Instruction: Extract every line in the material below that contains the word "barn".

Available records:

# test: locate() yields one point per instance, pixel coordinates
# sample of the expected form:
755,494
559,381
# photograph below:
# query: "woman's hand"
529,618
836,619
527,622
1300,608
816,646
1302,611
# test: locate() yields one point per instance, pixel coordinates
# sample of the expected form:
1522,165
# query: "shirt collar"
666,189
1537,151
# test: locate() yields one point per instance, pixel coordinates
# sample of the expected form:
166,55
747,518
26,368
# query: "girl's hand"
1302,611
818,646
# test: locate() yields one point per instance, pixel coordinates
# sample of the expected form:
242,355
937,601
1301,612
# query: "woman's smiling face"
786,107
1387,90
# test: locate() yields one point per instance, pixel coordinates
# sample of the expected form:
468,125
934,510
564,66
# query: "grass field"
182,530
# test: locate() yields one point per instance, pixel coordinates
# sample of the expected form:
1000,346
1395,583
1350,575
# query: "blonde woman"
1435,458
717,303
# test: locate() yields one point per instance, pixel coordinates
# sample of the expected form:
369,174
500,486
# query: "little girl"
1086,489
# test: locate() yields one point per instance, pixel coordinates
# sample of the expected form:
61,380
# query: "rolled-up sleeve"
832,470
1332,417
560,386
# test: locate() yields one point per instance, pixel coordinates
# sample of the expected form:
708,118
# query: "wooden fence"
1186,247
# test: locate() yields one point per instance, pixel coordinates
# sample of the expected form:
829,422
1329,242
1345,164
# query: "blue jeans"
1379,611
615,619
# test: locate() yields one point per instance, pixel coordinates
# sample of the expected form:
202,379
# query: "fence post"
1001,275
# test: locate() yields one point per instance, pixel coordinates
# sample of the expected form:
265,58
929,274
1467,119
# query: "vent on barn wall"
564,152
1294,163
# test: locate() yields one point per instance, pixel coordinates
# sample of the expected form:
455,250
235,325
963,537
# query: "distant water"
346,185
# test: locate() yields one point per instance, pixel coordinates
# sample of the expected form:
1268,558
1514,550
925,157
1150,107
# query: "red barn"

The completed task:
# query: "vent on barn wall"
# query: "red barn"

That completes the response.